Collected data entries
--- START ---

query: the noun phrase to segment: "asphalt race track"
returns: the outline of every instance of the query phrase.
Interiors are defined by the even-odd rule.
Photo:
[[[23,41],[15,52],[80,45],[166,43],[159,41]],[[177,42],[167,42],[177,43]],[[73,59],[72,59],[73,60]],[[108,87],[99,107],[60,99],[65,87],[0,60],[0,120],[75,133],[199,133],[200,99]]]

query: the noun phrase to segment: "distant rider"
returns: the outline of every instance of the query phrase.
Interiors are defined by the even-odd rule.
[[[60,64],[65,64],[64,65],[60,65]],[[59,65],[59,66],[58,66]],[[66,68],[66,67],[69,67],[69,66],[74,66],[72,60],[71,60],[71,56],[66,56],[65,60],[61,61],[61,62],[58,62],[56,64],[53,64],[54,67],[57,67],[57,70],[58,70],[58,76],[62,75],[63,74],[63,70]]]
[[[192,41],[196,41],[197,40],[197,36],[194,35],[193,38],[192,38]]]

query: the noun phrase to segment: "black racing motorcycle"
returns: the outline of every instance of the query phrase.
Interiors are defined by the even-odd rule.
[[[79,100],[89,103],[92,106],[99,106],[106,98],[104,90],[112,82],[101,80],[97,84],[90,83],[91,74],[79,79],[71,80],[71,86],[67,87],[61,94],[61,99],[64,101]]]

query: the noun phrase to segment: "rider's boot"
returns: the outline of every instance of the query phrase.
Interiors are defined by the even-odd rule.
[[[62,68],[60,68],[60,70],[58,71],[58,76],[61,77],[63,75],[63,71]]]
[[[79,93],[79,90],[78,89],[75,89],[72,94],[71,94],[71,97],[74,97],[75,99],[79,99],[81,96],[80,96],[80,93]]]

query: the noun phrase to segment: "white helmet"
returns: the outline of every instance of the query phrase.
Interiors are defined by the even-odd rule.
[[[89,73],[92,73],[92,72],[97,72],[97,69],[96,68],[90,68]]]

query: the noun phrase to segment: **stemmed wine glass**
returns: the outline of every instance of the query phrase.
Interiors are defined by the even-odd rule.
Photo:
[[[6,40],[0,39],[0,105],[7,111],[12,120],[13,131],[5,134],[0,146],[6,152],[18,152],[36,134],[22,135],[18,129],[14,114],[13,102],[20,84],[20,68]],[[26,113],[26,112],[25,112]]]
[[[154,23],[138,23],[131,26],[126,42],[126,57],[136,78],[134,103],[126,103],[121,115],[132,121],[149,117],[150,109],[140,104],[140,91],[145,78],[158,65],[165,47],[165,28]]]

--- END ---

● Exercise instructions
If a line falls between the first line of the data above and the line holding "query: the noun phrase to segment: **stemmed", inclusive, retype it exactly; retype no other line.

● Response box
query: the noun phrase to segment: "asphalt race track"
returns: the outline of every instance of the query phrase.
Interiors are defined by the even-odd rule.
Photo:
[[[23,41],[15,52],[80,45],[166,43],[159,41]],[[177,42],[167,42],[177,43]],[[73,59],[72,59],[73,60]],[[108,87],[99,107],[60,99],[65,87],[0,60],[0,120],[75,133],[199,133],[200,99]]]

query: the noun phrase to segment: "distant rider"
returns: the outline of every instance of the query phrase.
Interiors are defined by the even-odd rule.
[[[60,64],[65,64],[64,65],[60,65]],[[59,65],[59,66],[58,66]],[[66,68],[66,67],[69,67],[69,66],[74,66],[72,60],[71,60],[71,56],[66,56],[65,60],[61,61],[61,62],[58,62],[56,64],[53,64],[54,67],[57,67],[57,70],[58,70],[58,76],[62,75],[63,74],[63,70]]]
[[[192,41],[196,41],[197,40],[197,36],[194,35],[193,38],[192,38]]]

query: the noun phrase to segment: "black racing motorcycle"
returns: the outline of every instance of the query phrase.
Interiors are defined by the even-odd rule.
[[[79,100],[89,103],[92,106],[99,106],[106,98],[104,90],[112,82],[101,80],[97,84],[90,83],[91,74],[79,79],[71,80],[71,86],[67,87],[61,94],[61,99],[64,101]]]

query: the noun phrase to segment: "rider's boot"
returns: the outline of every instance of the query phrase.
Interiors are defined by the even-odd rule.
[[[62,68],[60,68],[60,70],[58,71],[58,76],[61,77],[63,75],[63,71]]]
[[[79,93],[79,90],[78,89],[75,89],[72,94],[71,94],[71,97],[74,97],[75,99],[79,99],[81,96],[80,96],[80,93]]]

query: the noun phrase to segment: "white helmet"
returns: the outline of every instance of the query phrase.
Interiors are defined by the even-odd rule.
[[[89,73],[92,73],[92,72],[97,72],[97,69],[96,68],[90,68]]]

query: the noun phrase to segment: **stemmed wine glass**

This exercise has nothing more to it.